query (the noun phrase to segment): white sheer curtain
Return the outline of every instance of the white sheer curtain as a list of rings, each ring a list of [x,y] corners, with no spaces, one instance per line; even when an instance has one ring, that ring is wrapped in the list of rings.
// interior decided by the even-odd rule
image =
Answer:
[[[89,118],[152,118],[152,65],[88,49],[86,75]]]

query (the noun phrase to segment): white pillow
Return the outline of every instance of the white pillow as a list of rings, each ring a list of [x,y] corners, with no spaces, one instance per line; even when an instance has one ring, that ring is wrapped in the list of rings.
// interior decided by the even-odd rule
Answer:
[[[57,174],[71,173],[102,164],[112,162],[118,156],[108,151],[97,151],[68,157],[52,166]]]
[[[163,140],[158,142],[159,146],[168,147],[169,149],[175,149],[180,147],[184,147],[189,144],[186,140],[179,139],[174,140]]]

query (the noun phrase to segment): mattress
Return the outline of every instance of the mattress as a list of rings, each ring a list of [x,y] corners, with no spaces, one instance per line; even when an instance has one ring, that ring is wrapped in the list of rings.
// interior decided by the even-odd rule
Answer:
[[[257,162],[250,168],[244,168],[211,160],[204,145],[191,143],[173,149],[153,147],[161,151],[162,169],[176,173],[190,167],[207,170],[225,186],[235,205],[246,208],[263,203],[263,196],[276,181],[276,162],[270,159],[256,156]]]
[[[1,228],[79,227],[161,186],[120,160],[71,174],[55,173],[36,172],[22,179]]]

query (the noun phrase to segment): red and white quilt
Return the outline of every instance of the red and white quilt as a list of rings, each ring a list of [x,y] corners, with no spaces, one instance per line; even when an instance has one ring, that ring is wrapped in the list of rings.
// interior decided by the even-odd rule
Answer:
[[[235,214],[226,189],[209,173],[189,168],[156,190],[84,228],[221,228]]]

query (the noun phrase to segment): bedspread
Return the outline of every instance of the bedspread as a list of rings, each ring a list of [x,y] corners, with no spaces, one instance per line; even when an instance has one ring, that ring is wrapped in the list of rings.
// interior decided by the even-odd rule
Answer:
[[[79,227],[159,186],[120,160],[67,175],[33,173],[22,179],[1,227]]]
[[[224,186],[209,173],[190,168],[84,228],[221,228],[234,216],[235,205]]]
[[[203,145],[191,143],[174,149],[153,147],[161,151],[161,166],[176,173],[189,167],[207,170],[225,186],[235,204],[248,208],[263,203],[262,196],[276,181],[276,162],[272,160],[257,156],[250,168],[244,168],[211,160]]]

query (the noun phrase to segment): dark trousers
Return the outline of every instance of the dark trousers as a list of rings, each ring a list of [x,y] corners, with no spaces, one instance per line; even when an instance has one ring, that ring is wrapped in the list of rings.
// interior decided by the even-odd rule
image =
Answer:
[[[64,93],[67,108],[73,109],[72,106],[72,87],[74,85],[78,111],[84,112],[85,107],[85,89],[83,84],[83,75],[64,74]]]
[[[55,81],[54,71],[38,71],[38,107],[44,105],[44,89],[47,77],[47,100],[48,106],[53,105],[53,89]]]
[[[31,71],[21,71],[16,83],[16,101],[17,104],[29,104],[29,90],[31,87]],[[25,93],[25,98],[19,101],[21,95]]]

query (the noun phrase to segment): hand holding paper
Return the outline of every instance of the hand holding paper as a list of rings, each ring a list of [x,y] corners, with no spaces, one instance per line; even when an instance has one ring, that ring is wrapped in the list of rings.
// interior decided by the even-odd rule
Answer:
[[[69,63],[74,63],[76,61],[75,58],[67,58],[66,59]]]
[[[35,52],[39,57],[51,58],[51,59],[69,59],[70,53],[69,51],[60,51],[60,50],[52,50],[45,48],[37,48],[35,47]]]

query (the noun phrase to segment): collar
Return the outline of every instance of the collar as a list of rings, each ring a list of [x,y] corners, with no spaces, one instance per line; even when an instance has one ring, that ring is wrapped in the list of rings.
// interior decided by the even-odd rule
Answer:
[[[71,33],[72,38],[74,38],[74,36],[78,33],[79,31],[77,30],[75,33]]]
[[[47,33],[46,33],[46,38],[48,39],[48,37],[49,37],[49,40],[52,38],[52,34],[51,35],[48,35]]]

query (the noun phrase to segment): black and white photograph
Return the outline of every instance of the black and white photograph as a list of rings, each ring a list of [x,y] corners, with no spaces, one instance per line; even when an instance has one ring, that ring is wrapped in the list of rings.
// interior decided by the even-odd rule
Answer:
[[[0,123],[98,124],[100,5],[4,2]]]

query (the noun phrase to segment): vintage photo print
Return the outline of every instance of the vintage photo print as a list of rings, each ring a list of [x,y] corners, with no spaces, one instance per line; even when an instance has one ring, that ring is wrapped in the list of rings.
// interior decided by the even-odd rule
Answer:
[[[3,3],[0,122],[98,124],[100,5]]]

#### Direction:
Update the listing above so that every occurrence of "even-odd rule" becomes "nonzero winding rule", leaving every other line as it is.

#### Answer below:
query (the noun phrase to segment): white sheer curtain
Return the outline of every instance of the white sheer curtain as a list of rings, each ring a list of [x,y] corners, with no spaces, one instance per line; even when an instance has one ring, that ring is wrapped in the list of rings.
// interior decided by the nonzero winding rule
image =
Answer:
[[[89,118],[152,118],[152,65],[88,49],[86,75]]]

query (the noun phrase to segment): white pillow
Return the outline of every instance of the white pillow as a list of rings, each ring a list of [x,y] corners, with no spaces, one instance per line; even when an instance has one ring, that ring is wrapped in the list of rings.
// interior decided by the nonzero winding rule
Answer:
[[[57,174],[71,173],[102,164],[112,162],[118,156],[108,151],[97,151],[68,157],[52,166]]]
[[[163,140],[158,142],[159,146],[168,147],[169,149],[175,149],[180,147],[184,147],[189,144],[186,140],[179,139],[174,140]]]

query (the noun phrase to segment): mattress
Return the outline of every instance of the mattress as a list of rings, each ring a list of [x,y] corners, with no spaces, one instance per line; even when an instance has one ring, that ring is wrapped in the list of rings.
// interior decided by the nonzero winding rule
Answer:
[[[257,162],[250,168],[244,168],[211,160],[204,145],[191,143],[173,149],[153,147],[161,151],[162,169],[176,173],[190,167],[207,170],[225,186],[235,205],[246,208],[263,203],[263,196],[276,181],[276,162],[270,159],[256,156]]]
[[[1,228],[79,227],[161,186],[120,160],[71,174],[55,173],[36,172],[22,179]]]

query (the noun phrase to segment): red and white quilt
Return the outline of every instance of the red and white quilt as a list of rings, each ring a list of [x,y] corners, with no spaces, one instance per line; even when an instance has one ring, that ring is wrapped in the list of rings.
// interior decided by the nonzero winding rule
Answer:
[[[235,214],[226,189],[209,173],[189,168],[156,190],[84,228],[221,228]]]

query (the noun phrase to segment): bedspread
Return the outline of every instance of the bedspread as a list of rings, each ring a list of [x,y] corners, with no spaces, one instance per line; even when an instance has one ring, that ring is wrapped in the list of rings.
// interior decided by the nonzero winding rule
Answer:
[[[79,227],[159,186],[120,160],[67,175],[33,173],[22,179],[1,227]]]
[[[224,186],[209,173],[190,168],[84,228],[221,228],[234,216],[235,205]]]
[[[203,145],[191,143],[174,149],[153,147],[161,151],[161,166],[176,173],[189,167],[207,170],[225,186],[235,204],[248,208],[263,203],[262,196],[276,181],[276,162],[272,160],[257,156],[250,168],[244,168],[211,160]]]

query (the noun phrase to segment): dark trousers
Return the outline of every instance of the dark trousers as a list of rings, each ring a list of [x,y] corners, with no spaces, one instance per line; even when an instance has one ring, that ring is wrapped in the list of rings.
// interior decided by the nonzero winding rule
image =
Answer:
[[[64,93],[67,108],[73,109],[72,106],[72,87],[74,85],[78,111],[84,112],[85,107],[85,89],[83,84],[83,75],[64,74]]]
[[[55,81],[54,71],[38,71],[38,107],[44,105],[44,89],[47,77],[47,100],[48,106],[53,105],[53,89]]]
[[[31,71],[21,71],[16,83],[16,101],[17,104],[29,104],[29,90],[31,87]],[[25,93],[25,98],[19,101],[21,95]]]

query (the noun phrase to segment): hand holding paper
Return the outline of every instance of the hand holding paper as a list of rings, each ring a list of [x,y] corners, with no spaces, one instance per line; even when an instance has one ring, that ring is wrapped in the list of rings.
// interior decided by the nonzero winding rule
Answer:
[[[69,63],[74,63],[76,61],[75,58],[67,58],[66,59]]]
[[[35,52],[39,57],[51,58],[51,59],[69,59],[70,53],[69,51],[60,51],[60,50],[52,50],[45,48],[37,48],[35,47]]]

query (the noun phrase to segment): collar
Return the outline of every instance of the collar as a list of rings, each ring a list of [x,y] corners, with no spaces, one instance per line; even when an instance has one ring, that ring is wrapped in the list of rings.
// interior decided by the nonzero winding rule
Answer:
[[[71,33],[72,38],[74,38],[74,36],[78,33],[79,31],[77,30],[75,33]]]
[[[47,33],[46,33],[46,38],[48,39],[48,37],[49,37],[49,40],[52,38],[52,34],[51,35],[48,35]]]

query (the noun phrase to segment): black and white photograph
Return the outline of every instance of the black and white photograph as a list of rings, each ring a list of [x,y] corners, with no spaces, one instance per line; even when an instance has one ring, that ring is wrapped in the list of rings.
// interior decided by the nonzero winding rule
Answer:
[[[0,123],[98,124],[100,5],[4,2]]]

query (the noun phrase to segment): vintage photo print
Return the outline of every instance of the vintage photo print as a list of rings, each ring a list of [x,y] corners, with no spaces, one instance per line; even when an instance has one ring, that ring is wrapped in the list of rings.
// interior decided by the nonzero winding rule
Answer:
[[[3,3],[0,122],[98,124],[100,5]]]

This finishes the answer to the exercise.